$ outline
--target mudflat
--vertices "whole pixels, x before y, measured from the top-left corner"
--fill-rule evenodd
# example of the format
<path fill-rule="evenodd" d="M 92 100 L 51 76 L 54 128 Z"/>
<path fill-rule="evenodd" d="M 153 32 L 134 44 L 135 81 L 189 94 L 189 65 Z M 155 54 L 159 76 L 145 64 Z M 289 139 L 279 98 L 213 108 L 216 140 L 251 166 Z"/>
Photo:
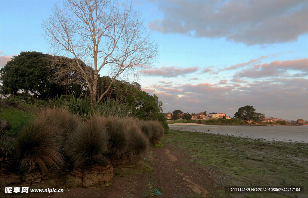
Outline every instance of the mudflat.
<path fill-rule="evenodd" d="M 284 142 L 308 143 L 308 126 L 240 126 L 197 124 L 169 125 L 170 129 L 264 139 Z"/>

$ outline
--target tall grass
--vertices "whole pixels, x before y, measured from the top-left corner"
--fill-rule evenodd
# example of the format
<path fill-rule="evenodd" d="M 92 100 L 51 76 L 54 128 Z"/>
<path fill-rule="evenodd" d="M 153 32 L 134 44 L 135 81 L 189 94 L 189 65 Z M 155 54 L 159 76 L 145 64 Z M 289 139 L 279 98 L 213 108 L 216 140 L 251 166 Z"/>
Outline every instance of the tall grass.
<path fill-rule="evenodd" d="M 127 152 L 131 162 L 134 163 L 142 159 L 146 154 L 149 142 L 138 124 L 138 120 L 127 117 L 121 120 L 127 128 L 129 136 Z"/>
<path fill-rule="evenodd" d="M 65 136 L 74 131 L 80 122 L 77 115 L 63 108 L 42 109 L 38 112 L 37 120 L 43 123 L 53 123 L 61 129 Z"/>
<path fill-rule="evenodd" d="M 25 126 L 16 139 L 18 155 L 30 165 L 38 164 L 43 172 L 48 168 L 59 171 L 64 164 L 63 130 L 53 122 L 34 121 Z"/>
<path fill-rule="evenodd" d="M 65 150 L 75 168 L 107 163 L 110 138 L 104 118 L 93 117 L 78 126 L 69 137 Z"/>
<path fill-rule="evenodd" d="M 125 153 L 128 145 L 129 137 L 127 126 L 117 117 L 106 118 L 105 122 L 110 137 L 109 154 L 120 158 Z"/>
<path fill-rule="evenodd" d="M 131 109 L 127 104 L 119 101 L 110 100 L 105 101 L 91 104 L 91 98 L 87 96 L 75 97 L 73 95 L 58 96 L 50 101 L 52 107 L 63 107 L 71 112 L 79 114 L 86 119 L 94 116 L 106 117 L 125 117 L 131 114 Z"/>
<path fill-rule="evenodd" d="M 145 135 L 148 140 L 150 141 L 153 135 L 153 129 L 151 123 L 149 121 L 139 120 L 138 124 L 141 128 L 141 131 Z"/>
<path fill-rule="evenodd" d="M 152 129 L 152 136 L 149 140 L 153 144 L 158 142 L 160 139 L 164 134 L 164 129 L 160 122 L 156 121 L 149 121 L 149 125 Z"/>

__________

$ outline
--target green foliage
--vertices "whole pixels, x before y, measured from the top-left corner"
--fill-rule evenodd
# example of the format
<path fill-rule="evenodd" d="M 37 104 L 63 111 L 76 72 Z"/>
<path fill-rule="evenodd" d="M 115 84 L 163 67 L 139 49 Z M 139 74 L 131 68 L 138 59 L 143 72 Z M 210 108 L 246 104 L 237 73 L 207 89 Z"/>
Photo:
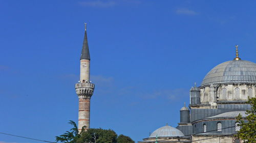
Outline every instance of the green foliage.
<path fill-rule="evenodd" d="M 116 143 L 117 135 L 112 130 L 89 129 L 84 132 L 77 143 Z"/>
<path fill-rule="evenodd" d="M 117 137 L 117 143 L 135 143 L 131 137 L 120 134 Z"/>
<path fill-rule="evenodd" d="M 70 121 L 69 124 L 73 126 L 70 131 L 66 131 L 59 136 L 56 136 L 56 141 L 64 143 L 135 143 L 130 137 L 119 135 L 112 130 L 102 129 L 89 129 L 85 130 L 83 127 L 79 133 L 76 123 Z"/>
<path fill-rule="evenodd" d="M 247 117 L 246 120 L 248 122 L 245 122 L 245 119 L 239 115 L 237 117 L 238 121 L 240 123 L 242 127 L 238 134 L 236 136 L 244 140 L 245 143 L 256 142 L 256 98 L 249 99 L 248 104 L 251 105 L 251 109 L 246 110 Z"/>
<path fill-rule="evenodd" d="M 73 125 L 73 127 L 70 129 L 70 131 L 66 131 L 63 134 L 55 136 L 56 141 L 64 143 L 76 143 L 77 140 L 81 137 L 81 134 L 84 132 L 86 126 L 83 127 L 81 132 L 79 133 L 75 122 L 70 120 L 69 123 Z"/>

__________

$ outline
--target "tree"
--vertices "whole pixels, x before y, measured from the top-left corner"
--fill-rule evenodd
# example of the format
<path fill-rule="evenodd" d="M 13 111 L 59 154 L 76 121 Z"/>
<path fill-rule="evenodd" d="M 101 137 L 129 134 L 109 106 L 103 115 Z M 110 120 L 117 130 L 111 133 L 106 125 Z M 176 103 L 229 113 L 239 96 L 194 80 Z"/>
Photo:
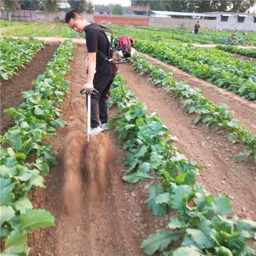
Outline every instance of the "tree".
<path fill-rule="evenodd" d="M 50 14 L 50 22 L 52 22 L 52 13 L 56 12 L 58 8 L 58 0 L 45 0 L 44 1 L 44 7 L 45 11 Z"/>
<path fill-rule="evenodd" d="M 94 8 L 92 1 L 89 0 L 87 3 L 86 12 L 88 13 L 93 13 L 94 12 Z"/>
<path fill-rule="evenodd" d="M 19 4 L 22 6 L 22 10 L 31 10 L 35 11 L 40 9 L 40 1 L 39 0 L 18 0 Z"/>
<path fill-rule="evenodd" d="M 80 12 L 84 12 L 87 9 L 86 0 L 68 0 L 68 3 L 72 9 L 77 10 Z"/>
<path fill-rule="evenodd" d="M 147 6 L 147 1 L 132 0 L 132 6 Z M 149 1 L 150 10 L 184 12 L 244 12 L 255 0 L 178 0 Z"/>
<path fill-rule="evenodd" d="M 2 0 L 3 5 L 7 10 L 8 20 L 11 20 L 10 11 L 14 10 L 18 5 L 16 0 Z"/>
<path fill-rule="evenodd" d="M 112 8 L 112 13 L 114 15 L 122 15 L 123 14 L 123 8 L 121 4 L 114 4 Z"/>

__________

• _SET EXERCISE_
List each line of the entries above that contains the word "mudflat".

• _SOLUTION_
--target mudflat
Outline every instance of the mudflat.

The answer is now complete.